### Written task 1
Gather every line of the records below that contains the string "paper", treating uppercase and lowercase as distinct.
**** Text section
Another side of Pope's nature is revealed in this: that to some of his friends, to Swift and Bolingbroke for example, he showed gratitude, and that to his parents he was ever a dutiful son. He came perhaps as near as he could to a real rather than an artificial sentiment when he wrote of his old mother:

      Me let the tender office long engage,
      To rock the cradle of reposing age.


Works of Pope

Pope's first important work, An Essay on Criticism (1711), is an echo of the rules which Horace had formulated in his Ars Poetica, more than seventeen centuries before Pope was born. The French critic Boileau made an alleged improvement of Horace in his L'Art Poétique, and Pope imitated both writers with his rimed Essay, in which he attempted to sum up the rules by which poetry should be judged. And he did it, while still under the age of twenty-five, so brilliantly that his characterization of the critic is unmatched in our literature. A few selections will serve to show the character of the work:

  First follow nature, and your judgment frame
  By her just standard, which is still the same:
  Unerring nature, still divinely bright,
  One clear, unchanged and universal light,
  Life, force and beauty must to all impart,
  At once the source and end and test of Art.

  Poets, like painters, thus unskilled to trace
  The naked nature and the living grace,
  With gold and jewels cover every part,
  And hide with ornaments their want of art.
  True wit is nature to advantage dressed,
  What oft was thought, but ne'er so well expressed.

  Expression is the dress of thought, and still
  Appears more decent, as more suitable.
********
**** Excerpted records
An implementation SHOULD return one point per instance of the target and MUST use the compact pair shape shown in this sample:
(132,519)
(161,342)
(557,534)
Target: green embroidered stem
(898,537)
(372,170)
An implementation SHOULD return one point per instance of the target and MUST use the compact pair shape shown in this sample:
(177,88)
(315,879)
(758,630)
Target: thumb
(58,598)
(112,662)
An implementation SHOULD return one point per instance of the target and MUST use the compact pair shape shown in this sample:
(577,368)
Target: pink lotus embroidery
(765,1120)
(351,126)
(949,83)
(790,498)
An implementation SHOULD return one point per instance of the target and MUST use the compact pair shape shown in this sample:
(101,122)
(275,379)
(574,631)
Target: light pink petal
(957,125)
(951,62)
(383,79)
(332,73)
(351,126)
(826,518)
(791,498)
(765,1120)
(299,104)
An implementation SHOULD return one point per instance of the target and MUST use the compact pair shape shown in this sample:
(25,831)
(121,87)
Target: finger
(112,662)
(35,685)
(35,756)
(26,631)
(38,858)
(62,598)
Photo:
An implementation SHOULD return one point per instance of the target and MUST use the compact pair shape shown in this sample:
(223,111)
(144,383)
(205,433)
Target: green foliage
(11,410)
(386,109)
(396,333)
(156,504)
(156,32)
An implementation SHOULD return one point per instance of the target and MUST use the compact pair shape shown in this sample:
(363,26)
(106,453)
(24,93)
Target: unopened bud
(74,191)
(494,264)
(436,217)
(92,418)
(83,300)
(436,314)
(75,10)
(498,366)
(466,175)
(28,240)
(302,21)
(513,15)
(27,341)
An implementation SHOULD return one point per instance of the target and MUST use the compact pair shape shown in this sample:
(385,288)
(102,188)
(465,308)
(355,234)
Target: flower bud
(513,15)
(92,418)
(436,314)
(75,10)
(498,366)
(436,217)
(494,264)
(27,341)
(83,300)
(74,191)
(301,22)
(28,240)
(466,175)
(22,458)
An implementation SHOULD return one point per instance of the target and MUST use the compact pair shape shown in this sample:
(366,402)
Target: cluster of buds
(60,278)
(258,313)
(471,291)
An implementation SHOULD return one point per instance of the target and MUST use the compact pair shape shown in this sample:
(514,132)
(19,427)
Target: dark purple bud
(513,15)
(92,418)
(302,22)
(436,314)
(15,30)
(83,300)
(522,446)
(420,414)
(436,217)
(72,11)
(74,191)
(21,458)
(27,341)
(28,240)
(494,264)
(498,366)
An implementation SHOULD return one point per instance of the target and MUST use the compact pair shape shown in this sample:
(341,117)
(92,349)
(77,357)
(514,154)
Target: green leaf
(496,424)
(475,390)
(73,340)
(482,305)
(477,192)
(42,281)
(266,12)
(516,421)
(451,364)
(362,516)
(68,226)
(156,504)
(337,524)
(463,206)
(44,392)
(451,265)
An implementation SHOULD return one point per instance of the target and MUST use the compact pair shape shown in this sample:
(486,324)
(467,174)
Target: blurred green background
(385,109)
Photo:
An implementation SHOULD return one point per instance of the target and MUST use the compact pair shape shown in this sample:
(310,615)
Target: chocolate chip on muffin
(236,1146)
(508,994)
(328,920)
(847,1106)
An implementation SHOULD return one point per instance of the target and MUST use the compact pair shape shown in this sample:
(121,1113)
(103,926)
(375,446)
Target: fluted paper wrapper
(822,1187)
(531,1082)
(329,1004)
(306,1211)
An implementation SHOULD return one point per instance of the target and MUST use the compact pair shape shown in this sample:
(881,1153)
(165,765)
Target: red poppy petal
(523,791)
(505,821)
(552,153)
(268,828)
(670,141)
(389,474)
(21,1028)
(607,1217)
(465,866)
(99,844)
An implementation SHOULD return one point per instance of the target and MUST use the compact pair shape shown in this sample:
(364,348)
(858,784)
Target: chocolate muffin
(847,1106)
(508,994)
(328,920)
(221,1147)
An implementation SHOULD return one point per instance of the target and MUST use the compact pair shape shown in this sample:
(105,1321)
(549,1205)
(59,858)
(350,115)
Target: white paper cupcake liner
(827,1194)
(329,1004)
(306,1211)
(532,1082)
********
### Written task 2
In the passage on Pope above, in what year did An Essay on Criticism appear?

### Full output 1
Target: fluted paper wrapper
Target: white paper cupcake liner

### Full output 2
1711.